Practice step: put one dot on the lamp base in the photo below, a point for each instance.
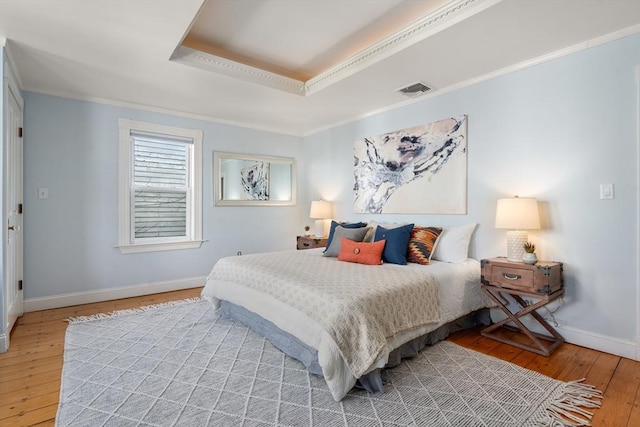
(515, 244)
(321, 228)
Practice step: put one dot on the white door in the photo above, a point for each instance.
(13, 210)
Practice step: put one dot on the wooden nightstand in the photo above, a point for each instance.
(541, 282)
(310, 242)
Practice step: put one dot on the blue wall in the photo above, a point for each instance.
(71, 148)
(554, 131)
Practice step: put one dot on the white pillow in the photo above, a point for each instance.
(453, 243)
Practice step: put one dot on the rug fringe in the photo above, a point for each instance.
(116, 313)
(568, 408)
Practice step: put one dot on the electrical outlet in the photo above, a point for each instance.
(606, 191)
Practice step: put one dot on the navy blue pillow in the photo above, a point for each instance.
(395, 250)
(334, 224)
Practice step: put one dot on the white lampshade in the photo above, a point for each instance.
(321, 212)
(320, 209)
(518, 214)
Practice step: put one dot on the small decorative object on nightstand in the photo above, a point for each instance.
(310, 242)
(541, 282)
(529, 256)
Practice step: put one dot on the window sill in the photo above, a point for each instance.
(156, 247)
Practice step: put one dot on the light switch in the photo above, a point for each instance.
(606, 191)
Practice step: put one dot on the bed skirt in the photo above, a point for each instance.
(373, 381)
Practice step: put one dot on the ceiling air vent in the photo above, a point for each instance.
(415, 89)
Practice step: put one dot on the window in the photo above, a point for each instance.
(160, 187)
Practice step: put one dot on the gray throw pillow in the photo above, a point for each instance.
(355, 234)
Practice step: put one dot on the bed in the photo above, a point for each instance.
(346, 321)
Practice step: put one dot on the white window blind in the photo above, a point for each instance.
(160, 186)
(160, 191)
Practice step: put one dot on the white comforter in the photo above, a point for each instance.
(231, 281)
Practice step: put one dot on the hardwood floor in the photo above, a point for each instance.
(30, 371)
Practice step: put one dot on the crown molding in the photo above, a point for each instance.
(206, 61)
(448, 15)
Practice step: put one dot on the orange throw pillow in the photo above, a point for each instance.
(361, 252)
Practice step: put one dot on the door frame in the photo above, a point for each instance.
(10, 87)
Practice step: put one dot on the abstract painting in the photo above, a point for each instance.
******
Repeat the listing verbatim. Skip the pictures.

SOLUTION BELOW:
Practice step: put one dot on the lamp base in the photo below, a point for each instance.
(515, 244)
(321, 228)
Practice step: put one dot on the white door in the photo above, a point for each instance.
(13, 210)
Practice step: put one dot on the wooden nightstand in the photo above, a point for each instance.
(541, 282)
(310, 242)
Practice step: put one dot on the blue wall in the photo above, a point for each instance.
(71, 148)
(554, 131)
Practice step: put one dot on the white pillow in the photo above, a point for each instance.
(453, 243)
Practice step: put one dot on the rug fringe in the photo above, a point for each instance.
(116, 313)
(568, 408)
Practice step: put one dot on the electrical outlet in the photo above, a point for each instance.
(606, 191)
Practice step: put one dot on the navy blue pillow in the photo above, a point for each instance.
(395, 250)
(334, 224)
Practice step: put one dot on the white lampshade in the photo above, a point for each instance.
(321, 212)
(320, 209)
(518, 214)
Practice step: put one dot on the small decorative object on nightstand in the photo above, a point for each instance.
(310, 242)
(541, 282)
(529, 256)
Practice step: put one dot on the window sill in the photo above, a point for each instance.
(156, 247)
Practice step: put one dot on the light switch in the photo above, a point for each instance.
(606, 191)
Practice step: put one dot on the bed skirt in the photo above, a point for each instance.
(373, 381)
Practice step: put one dot on the ceiling air vent in the photo above, a point for each instance.
(415, 89)
Practice step: put one dot on the window in the photo above, a point for each instance.
(160, 187)
Practice step: put one dot on the gray throw pillow in the photo above, a point for each instance.
(355, 234)
Practice step: put one dot on the bed in the photo above, a point for each instance.
(346, 321)
Practice step: put one dot on the white window blind in the photo above, a point for each instance.
(160, 186)
(160, 191)
Practice step: put one dot on the white comforter in the photo above, a point for each instance.
(231, 281)
Practice step: put one dot on the hardwood floor in the photo above, a point for each instance.
(30, 371)
Practice step: put one dot on the crown molding in the photo above, a point for each instance.
(206, 61)
(448, 15)
Practice step: put one dot on the orange throw pillow in the photo above, a point for each instance.
(361, 252)
Practice step: put one dot on the door frame in the photo above, a point for each instance.
(10, 87)
Practice step: put one dot on the abstract painting in the photo above, a point for each instance.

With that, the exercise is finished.